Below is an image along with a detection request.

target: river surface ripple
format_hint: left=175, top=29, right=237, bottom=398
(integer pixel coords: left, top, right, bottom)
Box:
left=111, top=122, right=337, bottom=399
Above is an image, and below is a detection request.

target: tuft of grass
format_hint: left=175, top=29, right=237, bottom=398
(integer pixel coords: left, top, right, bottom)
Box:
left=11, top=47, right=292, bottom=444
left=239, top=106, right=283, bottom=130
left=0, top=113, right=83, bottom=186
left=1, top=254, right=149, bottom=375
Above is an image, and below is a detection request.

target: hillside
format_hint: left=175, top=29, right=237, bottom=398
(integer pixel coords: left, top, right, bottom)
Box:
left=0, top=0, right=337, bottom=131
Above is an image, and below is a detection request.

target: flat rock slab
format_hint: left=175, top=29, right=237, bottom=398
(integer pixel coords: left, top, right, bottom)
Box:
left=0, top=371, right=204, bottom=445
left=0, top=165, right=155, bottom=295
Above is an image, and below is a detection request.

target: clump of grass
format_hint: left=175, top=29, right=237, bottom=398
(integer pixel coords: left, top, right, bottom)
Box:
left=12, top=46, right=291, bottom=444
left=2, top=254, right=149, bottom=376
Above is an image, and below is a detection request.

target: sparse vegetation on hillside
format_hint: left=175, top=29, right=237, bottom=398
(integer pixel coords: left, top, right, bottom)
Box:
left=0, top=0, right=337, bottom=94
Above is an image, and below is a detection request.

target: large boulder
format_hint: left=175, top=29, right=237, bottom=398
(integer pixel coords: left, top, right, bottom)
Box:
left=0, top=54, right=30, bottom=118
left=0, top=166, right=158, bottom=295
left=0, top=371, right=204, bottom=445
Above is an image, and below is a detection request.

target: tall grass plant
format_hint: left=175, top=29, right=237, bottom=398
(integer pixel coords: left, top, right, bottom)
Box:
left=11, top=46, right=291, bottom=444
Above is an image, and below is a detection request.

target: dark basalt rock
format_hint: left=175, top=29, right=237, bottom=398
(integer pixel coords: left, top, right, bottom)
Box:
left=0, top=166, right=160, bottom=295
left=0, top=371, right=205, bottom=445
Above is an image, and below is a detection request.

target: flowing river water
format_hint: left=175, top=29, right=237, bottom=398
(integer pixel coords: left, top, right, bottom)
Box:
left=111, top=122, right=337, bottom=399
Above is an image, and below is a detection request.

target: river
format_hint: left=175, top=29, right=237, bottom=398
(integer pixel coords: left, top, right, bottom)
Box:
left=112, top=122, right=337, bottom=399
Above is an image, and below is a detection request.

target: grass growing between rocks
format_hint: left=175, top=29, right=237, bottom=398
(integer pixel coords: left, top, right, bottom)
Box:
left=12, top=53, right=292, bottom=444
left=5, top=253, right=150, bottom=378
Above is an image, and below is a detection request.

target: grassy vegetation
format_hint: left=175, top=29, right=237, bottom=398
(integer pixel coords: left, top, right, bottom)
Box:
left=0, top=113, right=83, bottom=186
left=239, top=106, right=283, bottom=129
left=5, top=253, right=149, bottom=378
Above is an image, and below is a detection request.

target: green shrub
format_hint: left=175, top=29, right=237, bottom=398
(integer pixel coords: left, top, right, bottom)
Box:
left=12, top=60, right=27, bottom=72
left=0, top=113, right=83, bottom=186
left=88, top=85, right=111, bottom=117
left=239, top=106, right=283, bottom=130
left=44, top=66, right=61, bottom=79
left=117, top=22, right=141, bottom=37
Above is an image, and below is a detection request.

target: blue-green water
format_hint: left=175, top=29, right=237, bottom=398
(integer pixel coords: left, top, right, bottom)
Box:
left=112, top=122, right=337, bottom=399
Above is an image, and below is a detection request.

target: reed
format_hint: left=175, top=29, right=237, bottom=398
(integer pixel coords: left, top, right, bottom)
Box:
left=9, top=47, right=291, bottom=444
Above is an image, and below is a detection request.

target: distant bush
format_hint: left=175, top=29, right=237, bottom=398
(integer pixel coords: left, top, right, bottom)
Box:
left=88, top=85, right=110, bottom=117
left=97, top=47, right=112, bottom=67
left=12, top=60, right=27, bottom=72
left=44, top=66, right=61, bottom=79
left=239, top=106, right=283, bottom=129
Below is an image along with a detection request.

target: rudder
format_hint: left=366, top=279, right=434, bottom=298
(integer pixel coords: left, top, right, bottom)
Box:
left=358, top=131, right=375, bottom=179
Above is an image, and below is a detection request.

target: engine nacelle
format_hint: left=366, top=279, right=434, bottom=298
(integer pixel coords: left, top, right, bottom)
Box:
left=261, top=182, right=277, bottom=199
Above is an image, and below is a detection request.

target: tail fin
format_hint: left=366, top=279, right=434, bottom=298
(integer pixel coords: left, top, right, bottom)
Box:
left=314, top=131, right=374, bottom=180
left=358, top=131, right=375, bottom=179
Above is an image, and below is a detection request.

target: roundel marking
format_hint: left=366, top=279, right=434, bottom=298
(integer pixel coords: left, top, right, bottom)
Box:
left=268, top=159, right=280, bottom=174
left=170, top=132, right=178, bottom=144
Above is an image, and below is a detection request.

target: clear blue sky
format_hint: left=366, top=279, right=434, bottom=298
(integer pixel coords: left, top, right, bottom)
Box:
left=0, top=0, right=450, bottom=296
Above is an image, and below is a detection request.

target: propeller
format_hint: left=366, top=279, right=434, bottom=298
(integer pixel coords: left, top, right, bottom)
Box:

What is asked
Count the lines in the listing above that contain the string "green", treating uppercase and lowercase as distinct, and give only the number.

Solution below
2